(WHAT NEEDS TO BE DONE) Leave the pictures behind and reproduce every line of the listing exactly.

+++

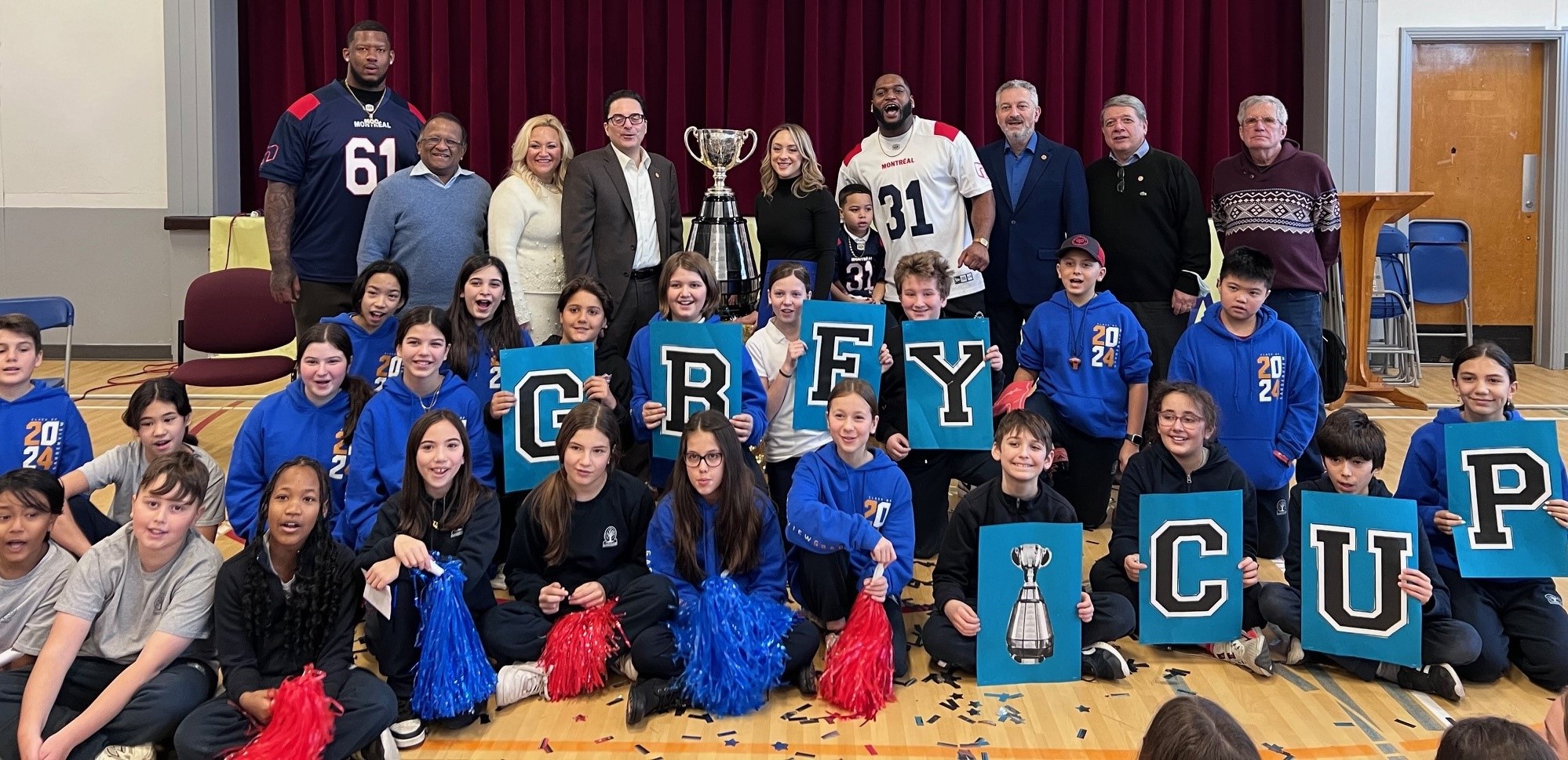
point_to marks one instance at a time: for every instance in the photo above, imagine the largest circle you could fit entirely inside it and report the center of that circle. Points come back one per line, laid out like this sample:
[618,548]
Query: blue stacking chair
[49,312]
[1396,309]
[1440,268]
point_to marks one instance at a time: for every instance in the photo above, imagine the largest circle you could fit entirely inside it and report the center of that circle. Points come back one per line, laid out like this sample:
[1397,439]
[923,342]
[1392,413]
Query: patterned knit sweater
[1288,210]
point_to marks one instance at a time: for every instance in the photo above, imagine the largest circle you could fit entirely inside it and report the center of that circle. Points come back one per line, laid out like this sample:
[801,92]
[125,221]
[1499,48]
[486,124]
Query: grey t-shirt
[122,467]
[27,605]
[127,604]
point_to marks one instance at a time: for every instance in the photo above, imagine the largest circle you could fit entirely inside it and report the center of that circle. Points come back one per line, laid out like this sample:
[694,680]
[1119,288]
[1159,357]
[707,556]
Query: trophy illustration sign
[1029,640]
[1030,635]
[719,231]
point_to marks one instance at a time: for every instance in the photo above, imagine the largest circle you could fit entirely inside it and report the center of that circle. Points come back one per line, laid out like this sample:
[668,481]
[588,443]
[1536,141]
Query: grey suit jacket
[598,229]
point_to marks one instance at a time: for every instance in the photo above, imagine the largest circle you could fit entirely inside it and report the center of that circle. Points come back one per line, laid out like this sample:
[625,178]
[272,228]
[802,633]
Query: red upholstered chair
[232,312]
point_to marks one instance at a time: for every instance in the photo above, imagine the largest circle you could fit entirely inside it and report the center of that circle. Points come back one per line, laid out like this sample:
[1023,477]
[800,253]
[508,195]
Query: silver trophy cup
[1029,635]
[719,231]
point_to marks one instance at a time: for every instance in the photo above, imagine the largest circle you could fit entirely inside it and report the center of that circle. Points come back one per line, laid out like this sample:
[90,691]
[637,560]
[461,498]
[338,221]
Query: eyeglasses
[713,458]
[1187,420]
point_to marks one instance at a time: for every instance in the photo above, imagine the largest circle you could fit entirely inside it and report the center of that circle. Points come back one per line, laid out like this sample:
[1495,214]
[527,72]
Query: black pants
[633,311]
[1092,464]
[1007,328]
[1114,618]
[218,726]
[320,300]
[655,651]
[1443,640]
[782,475]
[930,472]
[93,522]
[515,632]
[1164,329]
[394,643]
[1106,577]
[826,587]
[1519,623]
[151,715]
[1274,521]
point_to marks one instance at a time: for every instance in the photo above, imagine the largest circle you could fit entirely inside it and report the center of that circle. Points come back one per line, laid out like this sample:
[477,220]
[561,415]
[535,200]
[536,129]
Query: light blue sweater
[427,227]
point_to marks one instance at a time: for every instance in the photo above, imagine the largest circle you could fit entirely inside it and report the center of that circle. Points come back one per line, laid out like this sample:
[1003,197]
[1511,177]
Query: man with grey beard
[1040,201]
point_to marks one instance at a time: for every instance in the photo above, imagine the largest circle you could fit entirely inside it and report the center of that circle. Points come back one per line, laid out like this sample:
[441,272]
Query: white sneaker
[408,731]
[127,753]
[518,682]
[1250,653]
[1285,648]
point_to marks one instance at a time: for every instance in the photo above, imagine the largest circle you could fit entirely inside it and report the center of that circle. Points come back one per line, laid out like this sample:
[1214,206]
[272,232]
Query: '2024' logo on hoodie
[1104,345]
[1271,378]
[877,511]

+++

(OUTPUT FOR THIS EXERCISE)
point_to marks one instance at a time: for every instance in the photo above, imagine the largest circle you could fit entirely inside it and report the center of that circle. Points come back one per line, laid out like this sample:
[618,548]
Query: blue stacking chair
[49,312]
[1396,309]
[1440,268]
point_to marks one instance at a time: for every instance in the photo above, imagine the largest circle you could fit entirely inside it and report the center of that circle. Points come back one per line, laid out like this sample:
[1397,439]
[923,342]
[1392,413]
Query: patterned knit sweater
[1288,210]
point_to marks one instance at a time: for every instance in the photo above, imagine the largest circle you could fit entirely inside it and report the center of that circle. Points come back one per line, laid out like this sample:
[801,92]
[125,221]
[1499,48]
[486,124]
Query: grey t-shirt
[122,467]
[27,605]
[127,604]
point_to marks one instance at a time: for every instance in the photo above, imagine the largest circle you could fit entirely inside it and report the center of that circle. Points come back one per line, laid out like this sample:
[694,680]
[1119,288]
[1159,357]
[707,556]
Query: trophy illustration sign
[1029,640]
[1030,635]
[719,231]
point_to marks one instance at a time: for every instance in the photo above, imagine the largest circle you could fit entirely inside it and report the center of that circle. Points come back one per line, laid out like this sample:
[668,481]
[588,443]
[1536,141]
Query: grey suit jacket
[598,229]
point_to marks one instance at a time: for every instance in the photo above, imagine the largest circle you could fit entirely inside it and report the center of that circle. Points come back one per line, laid out like this sample:
[625,178]
[272,228]
[802,633]
Query: red upholstered chair
[232,312]
point_to marks one instance at a time: for every instance in the photo above, imagine the largest circle you could fit entirely inside it and report the center of that circle. Points come back one per line, laid out like this sample:
[1023,477]
[800,253]
[508,195]
Query: silver trophy cup
[1029,635]
[719,231]
point_to marks one instance at a time: for every instance in the photo above, imagine the largest circle you could fit entirely inside it and report the center of that circle. Points come back one per line, laid out like this sample:
[90,691]
[637,560]
[461,498]
[338,221]
Query: eyeglasses
[713,458]
[1187,420]
point_to marks one instance at a time: for every instance in the photo above, imagine the largest circle you could fit entirely inside it and report the center of that circle. Points come back one per line, laid out like this sample:
[1495,214]
[527,72]
Query: black pants
[633,311]
[1092,464]
[1007,328]
[1114,618]
[218,726]
[320,300]
[655,651]
[1443,640]
[782,475]
[930,472]
[93,522]
[515,632]
[1164,329]
[394,643]
[1106,577]
[826,587]
[1519,623]
[151,715]
[1274,521]
point_to marks one instance at a time: for every instance in the photo above, imagine the largest circle you could fit entirely inside it and report the center of that circle. Points come back one per line, laid out like this sample:
[477,220]
[561,415]
[535,200]
[536,129]
Query: light blue sweater
[427,227]
point_to marks one instance at a time: for every instance in the photo above, imagine the largest circle you could fit entirely inside it and report the center of that circle. Points come back one per line, laid out like this sample:
[1003,197]
[1511,177]
Query: man with grey beard
[1040,201]
point_to marks one instance at a time: for every instance in the photo above, imagine the largest circle you could fit entirely inside it and report the center of that circle. Points come back one per line, laid out like this sample:
[441,272]
Query: white sneaker
[408,731]
[127,753]
[518,682]
[1250,653]
[1285,648]
point_to marks one instance at a time: for every instance in the photo above, imagine the largest circle you could fit entirely inside it and report the center of that circle. Points come back one per line, laid out like this sample:
[1214,206]
[272,232]
Query: '2024' logo on hoodie
[1104,345]
[1271,378]
[877,511]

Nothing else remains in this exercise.